Segment Open

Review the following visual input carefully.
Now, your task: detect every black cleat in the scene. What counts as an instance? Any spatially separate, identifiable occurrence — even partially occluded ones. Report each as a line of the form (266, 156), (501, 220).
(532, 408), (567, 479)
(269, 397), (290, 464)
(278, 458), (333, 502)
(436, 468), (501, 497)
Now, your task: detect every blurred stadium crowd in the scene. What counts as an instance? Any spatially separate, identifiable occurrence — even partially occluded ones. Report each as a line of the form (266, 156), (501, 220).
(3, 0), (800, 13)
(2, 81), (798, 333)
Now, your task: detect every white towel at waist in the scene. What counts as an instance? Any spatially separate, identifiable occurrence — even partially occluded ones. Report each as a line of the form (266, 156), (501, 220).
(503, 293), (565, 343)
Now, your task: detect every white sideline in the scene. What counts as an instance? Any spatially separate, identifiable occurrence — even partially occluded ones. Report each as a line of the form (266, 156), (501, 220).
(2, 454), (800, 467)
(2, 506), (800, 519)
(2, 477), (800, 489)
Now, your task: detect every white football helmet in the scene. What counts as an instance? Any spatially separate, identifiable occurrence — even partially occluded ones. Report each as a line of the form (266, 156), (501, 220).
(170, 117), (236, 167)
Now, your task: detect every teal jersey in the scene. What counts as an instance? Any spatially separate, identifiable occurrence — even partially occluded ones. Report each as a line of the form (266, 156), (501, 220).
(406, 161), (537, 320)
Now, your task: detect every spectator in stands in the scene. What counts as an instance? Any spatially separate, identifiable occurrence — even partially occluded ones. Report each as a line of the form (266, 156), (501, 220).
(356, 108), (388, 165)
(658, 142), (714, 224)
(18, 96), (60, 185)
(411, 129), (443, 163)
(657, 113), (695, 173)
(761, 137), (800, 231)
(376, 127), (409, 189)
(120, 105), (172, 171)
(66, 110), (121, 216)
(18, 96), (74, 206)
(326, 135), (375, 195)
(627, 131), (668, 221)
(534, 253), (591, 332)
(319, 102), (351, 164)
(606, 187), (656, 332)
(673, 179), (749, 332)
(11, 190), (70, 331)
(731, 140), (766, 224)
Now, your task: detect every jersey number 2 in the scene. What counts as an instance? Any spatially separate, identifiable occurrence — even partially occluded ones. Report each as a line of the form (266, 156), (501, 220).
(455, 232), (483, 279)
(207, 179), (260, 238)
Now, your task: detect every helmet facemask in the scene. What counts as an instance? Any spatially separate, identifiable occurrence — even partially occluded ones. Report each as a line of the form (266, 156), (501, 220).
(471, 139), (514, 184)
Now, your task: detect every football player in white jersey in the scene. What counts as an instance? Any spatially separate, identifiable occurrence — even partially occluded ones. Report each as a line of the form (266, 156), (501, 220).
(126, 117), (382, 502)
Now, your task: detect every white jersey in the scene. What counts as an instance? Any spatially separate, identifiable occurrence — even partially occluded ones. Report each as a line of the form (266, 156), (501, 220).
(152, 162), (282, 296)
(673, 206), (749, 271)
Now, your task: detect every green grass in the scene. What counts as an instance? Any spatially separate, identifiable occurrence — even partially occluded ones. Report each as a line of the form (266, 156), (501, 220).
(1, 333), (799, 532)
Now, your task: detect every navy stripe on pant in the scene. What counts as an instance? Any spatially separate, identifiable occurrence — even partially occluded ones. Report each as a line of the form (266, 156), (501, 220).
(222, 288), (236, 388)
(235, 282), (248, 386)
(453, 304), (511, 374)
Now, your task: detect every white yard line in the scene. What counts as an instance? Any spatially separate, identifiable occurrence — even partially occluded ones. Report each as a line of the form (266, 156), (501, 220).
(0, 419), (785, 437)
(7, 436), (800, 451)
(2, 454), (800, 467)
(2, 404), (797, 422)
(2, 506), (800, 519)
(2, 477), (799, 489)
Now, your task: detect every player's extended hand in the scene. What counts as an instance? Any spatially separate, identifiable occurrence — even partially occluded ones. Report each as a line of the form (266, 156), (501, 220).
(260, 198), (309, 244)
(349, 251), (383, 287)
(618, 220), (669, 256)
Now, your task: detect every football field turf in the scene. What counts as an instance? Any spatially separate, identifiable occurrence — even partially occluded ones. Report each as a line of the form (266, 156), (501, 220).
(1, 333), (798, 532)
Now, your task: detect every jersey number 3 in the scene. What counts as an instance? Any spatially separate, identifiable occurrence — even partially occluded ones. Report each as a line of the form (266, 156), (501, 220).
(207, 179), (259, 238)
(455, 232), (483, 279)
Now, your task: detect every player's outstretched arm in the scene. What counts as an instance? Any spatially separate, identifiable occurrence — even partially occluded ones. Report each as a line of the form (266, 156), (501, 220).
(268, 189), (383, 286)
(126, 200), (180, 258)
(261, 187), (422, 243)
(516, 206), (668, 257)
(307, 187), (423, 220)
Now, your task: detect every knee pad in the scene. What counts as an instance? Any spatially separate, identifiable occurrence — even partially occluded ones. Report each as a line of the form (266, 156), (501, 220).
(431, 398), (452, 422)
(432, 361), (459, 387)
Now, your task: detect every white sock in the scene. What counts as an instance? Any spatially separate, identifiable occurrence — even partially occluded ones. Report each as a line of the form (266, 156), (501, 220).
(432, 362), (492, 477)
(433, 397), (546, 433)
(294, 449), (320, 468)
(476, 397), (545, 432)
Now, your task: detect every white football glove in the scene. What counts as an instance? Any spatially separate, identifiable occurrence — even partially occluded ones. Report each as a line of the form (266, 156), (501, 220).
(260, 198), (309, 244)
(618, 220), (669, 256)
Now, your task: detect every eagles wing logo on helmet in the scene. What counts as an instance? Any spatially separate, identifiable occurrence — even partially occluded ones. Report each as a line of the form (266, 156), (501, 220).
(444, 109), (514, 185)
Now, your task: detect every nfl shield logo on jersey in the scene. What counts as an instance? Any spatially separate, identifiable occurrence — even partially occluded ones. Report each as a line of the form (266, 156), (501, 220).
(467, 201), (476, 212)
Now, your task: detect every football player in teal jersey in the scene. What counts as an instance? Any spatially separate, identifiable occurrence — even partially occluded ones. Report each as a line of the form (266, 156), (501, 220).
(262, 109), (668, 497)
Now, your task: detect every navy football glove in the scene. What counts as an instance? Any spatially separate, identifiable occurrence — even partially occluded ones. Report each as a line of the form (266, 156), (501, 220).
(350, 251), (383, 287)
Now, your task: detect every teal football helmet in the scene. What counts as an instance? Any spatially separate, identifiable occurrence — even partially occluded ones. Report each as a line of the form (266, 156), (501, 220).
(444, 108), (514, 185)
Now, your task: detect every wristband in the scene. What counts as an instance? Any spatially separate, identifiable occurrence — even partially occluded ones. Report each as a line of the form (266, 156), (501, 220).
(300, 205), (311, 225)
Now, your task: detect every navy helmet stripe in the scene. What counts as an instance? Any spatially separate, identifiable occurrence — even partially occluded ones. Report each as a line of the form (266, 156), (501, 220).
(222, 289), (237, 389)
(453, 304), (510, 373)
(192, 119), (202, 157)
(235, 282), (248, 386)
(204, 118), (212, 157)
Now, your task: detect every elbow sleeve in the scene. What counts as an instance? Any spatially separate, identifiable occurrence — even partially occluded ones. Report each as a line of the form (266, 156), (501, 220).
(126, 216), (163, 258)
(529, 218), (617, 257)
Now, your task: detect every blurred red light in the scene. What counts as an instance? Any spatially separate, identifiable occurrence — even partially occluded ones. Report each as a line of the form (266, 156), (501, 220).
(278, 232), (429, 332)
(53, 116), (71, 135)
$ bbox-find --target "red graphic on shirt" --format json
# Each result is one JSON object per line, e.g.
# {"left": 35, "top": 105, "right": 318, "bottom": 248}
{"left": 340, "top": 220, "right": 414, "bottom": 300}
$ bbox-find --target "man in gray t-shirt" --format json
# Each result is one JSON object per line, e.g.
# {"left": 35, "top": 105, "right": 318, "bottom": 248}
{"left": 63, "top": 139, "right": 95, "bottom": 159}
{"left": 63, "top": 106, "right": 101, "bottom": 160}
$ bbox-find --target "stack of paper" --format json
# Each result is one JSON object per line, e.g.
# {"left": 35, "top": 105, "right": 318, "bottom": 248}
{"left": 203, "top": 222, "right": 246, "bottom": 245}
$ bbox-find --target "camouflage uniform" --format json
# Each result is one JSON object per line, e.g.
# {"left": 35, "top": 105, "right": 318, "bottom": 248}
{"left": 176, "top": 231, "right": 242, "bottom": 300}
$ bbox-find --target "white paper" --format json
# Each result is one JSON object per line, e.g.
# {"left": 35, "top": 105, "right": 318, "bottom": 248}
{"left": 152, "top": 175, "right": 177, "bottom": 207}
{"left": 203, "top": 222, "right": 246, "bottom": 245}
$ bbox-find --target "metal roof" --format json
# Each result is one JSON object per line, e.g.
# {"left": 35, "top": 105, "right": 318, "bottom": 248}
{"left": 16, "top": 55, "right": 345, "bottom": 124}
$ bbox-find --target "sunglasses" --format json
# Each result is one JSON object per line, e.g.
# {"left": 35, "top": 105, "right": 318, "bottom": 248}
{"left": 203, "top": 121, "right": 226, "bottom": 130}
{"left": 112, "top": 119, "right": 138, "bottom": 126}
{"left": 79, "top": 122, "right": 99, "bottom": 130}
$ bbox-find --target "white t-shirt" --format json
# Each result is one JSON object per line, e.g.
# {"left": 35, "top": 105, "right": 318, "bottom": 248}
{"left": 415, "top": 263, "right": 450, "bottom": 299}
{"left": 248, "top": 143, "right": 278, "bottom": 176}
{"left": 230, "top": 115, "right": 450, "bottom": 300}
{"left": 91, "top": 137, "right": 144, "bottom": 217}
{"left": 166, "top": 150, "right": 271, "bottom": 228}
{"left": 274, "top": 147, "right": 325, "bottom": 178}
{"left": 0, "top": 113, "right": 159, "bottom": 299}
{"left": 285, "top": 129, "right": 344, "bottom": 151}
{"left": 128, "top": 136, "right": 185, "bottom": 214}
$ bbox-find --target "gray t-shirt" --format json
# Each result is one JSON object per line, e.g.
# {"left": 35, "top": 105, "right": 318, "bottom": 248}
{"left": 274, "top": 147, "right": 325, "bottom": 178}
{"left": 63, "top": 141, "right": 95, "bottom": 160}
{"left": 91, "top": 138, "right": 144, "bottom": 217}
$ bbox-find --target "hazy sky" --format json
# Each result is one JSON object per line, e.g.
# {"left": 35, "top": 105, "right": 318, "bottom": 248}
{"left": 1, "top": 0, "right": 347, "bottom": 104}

Segment Closed

▶ _WHAT TO DO_
Some lines contain the word "bbox". Pull each one out of the listing.

▶ _ANSWER BOX_
$ bbox-find --target "red graphic on shirt" --format json
$ bbox-find --target "man in gray t-shirt" --format json
$ bbox-find --target "stack of paper" --format json
$ bbox-find --target "camouflage uniform" --format json
$ bbox-find --target "white paper" --format json
$ bbox-find --target "metal roof" --format json
$ bbox-find --target "sunglasses" --format json
$ bbox-find --target "white t-shirt" --format json
$ bbox-find --target "gray t-shirt" --format json
$ bbox-find --target "hazy sky" --format json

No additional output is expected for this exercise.